Scan the material below for the string "white", and copy every line where it shows up.
↓
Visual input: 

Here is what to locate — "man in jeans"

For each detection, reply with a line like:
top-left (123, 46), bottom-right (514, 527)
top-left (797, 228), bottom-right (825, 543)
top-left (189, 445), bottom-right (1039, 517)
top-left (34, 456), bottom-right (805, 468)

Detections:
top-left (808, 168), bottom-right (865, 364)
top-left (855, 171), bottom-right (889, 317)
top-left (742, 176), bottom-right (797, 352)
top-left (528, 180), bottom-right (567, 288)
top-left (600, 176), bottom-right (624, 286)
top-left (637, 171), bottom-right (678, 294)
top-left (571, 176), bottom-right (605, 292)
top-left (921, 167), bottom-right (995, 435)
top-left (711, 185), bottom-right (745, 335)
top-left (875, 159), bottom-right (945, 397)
↑
↓
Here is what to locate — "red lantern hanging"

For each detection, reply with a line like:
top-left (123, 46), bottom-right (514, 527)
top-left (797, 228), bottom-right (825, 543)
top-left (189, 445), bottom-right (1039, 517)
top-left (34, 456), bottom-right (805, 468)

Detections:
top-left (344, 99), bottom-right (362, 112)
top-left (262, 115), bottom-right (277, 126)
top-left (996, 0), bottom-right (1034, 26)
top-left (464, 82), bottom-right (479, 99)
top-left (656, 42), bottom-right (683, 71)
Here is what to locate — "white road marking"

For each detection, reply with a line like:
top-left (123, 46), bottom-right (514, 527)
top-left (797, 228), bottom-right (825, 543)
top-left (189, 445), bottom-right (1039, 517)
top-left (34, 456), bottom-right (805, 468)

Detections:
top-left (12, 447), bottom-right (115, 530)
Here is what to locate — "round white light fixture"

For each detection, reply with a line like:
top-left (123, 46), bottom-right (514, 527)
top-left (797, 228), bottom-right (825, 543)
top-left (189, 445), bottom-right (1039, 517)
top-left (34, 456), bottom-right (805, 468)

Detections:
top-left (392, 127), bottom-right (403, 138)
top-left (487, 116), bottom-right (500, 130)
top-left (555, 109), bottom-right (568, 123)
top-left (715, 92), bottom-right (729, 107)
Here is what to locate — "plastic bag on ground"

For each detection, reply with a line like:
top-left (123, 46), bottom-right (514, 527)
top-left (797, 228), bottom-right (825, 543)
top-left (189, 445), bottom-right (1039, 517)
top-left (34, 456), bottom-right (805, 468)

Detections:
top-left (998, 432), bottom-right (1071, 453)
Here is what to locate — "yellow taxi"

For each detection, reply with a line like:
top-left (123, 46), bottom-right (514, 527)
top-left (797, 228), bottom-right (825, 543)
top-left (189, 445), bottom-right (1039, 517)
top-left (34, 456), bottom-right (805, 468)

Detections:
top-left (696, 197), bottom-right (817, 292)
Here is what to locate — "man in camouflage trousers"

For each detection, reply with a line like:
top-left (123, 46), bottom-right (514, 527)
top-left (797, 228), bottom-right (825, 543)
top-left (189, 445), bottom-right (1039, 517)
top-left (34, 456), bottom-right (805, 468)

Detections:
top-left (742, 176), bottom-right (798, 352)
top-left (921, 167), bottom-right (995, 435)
↑
↓
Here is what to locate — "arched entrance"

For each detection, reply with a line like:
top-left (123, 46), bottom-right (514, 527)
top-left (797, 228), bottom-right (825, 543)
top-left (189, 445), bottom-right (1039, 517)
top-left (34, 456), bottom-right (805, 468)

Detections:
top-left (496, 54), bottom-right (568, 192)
↑
Exercise result =
Here is what to locate — "white road marking"
Here is what to locate — "round white light fixture"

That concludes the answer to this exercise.